** start Recorded information **
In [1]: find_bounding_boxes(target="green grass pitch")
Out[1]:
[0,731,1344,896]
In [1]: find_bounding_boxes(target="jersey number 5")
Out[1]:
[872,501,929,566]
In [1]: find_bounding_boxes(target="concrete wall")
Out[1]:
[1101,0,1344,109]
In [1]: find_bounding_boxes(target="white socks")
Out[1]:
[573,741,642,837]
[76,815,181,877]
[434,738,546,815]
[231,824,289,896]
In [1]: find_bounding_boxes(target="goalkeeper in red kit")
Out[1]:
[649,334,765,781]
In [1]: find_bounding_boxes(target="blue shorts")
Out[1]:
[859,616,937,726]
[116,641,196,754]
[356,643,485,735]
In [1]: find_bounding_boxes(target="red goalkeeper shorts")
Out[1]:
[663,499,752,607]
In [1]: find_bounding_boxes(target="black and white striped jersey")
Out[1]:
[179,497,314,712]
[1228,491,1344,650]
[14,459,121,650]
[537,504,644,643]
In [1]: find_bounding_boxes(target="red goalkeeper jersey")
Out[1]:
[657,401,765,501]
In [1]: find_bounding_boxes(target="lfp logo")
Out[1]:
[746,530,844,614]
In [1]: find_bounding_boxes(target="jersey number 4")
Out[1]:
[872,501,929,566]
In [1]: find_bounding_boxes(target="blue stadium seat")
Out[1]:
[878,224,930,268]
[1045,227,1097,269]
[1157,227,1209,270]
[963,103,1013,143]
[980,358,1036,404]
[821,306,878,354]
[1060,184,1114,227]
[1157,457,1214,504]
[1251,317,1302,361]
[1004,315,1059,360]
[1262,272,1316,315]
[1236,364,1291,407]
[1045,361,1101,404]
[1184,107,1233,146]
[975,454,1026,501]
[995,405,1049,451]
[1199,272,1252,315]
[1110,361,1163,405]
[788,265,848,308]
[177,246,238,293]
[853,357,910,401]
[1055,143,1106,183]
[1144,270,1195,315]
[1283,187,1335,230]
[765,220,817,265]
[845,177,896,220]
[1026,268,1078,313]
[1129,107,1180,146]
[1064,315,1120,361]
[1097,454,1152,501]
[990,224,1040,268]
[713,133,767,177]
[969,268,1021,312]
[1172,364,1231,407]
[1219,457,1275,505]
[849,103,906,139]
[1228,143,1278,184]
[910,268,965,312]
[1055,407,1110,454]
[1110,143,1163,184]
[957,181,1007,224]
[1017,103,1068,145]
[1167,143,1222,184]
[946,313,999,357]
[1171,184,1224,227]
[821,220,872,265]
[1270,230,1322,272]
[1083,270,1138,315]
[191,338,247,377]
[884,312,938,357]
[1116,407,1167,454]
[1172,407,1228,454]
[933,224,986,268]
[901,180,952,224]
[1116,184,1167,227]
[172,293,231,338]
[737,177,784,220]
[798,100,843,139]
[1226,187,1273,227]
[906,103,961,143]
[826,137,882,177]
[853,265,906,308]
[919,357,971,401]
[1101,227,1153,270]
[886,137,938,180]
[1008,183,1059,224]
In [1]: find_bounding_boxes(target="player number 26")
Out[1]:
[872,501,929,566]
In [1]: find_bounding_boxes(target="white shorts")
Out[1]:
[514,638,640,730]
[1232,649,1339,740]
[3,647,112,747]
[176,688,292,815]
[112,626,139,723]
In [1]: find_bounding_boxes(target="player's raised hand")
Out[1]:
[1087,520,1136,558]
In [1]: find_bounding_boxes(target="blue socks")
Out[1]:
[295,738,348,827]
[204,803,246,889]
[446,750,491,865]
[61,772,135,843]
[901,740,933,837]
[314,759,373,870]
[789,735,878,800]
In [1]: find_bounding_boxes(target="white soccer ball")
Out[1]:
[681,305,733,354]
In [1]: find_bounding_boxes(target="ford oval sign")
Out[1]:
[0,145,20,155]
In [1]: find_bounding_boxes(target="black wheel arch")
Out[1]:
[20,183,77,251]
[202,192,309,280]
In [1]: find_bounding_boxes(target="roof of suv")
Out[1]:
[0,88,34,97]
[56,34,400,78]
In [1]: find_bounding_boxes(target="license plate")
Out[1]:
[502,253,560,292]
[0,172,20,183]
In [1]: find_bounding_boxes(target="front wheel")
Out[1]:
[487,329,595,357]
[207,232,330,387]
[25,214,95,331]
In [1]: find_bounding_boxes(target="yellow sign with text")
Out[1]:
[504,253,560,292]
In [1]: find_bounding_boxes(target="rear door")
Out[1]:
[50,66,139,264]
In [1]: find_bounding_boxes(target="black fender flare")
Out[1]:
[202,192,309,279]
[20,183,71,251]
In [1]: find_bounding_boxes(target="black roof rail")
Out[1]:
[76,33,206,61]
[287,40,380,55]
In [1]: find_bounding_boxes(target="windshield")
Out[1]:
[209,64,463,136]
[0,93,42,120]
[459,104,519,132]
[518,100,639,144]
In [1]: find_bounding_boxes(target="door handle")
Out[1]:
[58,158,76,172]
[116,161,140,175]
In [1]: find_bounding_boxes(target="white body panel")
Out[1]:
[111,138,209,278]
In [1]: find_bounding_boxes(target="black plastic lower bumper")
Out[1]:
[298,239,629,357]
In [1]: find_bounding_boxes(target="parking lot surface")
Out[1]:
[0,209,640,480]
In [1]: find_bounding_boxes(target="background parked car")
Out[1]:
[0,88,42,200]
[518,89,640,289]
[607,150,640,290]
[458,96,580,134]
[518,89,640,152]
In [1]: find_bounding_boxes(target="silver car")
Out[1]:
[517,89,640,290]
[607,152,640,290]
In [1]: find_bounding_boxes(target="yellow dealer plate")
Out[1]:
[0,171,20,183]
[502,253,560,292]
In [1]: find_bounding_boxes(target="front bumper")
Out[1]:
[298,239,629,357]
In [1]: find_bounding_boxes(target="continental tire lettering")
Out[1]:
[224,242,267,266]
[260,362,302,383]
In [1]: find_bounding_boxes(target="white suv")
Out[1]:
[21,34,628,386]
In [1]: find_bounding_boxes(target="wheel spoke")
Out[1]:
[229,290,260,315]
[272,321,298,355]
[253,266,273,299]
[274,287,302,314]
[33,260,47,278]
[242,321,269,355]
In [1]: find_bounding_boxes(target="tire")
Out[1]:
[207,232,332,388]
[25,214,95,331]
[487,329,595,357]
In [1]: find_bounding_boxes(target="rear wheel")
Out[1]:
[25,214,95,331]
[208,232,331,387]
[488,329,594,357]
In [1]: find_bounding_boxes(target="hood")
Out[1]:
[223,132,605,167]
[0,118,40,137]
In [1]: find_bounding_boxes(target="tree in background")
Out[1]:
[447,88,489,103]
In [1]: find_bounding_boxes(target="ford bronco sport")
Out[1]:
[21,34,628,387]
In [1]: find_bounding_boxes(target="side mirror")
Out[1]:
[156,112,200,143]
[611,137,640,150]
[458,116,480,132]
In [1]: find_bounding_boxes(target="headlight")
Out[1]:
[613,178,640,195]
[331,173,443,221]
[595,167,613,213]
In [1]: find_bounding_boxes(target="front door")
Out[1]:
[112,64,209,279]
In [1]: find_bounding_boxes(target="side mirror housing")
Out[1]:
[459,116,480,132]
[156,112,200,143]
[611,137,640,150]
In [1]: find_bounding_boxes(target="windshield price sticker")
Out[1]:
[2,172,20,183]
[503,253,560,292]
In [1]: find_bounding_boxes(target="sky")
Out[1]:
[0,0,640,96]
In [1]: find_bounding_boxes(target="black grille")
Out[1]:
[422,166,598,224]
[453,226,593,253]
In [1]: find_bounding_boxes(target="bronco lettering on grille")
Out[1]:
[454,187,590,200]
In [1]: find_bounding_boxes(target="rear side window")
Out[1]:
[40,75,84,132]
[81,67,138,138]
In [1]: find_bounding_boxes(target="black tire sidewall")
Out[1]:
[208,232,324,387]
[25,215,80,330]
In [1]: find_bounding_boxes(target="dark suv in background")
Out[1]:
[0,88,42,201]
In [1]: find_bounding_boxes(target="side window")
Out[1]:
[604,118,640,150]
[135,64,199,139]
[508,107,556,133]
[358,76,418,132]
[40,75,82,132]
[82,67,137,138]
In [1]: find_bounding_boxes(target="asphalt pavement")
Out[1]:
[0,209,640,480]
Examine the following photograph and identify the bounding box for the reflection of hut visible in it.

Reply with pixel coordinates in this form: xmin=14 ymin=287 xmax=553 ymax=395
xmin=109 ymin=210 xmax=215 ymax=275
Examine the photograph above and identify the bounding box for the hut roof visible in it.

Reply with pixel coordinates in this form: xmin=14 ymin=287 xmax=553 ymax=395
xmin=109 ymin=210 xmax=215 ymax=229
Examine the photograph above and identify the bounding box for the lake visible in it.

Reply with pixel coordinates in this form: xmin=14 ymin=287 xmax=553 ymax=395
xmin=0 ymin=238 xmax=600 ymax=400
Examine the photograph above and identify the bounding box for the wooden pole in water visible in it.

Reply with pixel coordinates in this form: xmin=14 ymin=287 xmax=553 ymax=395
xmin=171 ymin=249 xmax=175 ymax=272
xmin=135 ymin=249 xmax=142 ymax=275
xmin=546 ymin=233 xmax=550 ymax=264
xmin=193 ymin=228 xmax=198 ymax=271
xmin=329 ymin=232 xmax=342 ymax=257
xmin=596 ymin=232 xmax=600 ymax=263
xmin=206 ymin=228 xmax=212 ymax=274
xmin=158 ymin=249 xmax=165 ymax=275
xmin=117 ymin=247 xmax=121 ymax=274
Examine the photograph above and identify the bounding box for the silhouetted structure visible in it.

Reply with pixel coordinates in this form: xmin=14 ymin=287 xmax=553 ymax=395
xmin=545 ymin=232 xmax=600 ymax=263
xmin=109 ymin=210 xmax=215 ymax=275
** end Recorded information **
◆ What the task requires
Please recast the part of the material that opens with the line containing "roof visible in it." and runs through the final line as a JSON list of strings, one string per line, with blank lines left out.

◆ Solution
[
  "Examine the photograph above and identify the bounding box for the hut roof visible in it.",
  "Reply with pixel coordinates in this form: xmin=14 ymin=287 xmax=553 ymax=395",
  "xmin=109 ymin=210 xmax=215 ymax=229",
  "Examine the photograph above and identify the bounding box for the lake visible in it.",
  "Reply with pixel coordinates in this form: xmin=14 ymin=287 xmax=553 ymax=395",
  "xmin=0 ymin=238 xmax=600 ymax=400",
  "Examine the photograph above and identify the bounding box for the wooden pole in water visible in it.",
  "Reply with pixel coordinates in this form: xmin=14 ymin=287 xmax=553 ymax=395",
  "xmin=171 ymin=249 xmax=175 ymax=272",
  "xmin=135 ymin=249 xmax=142 ymax=275",
  "xmin=546 ymin=233 xmax=550 ymax=264",
  "xmin=193 ymin=228 xmax=198 ymax=271",
  "xmin=329 ymin=232 xmax=342 ymax=257",
  "xmin=596 ymin=232 xmax=600 ymax=263",
  "xmin=206 ymin=228 xmax=212 ymax=274",
  "xmin=158 ymin=249 xmax=165 ymax=275",
  "xmin=117 ymin=247 xmax=121 ymax=274",
  "Examine the photograph above and identify the bounding box for the silhouetted structure visible in it.",
  "Reply with pixel coordinates in this form: xmin=14 ymin=287 xmax=553 ymax=395",
  "xmin=545 ymin=232 xmax=600 ymax=263",
  "xmin=109 ymin=210 xmax=215 ymax=275"
]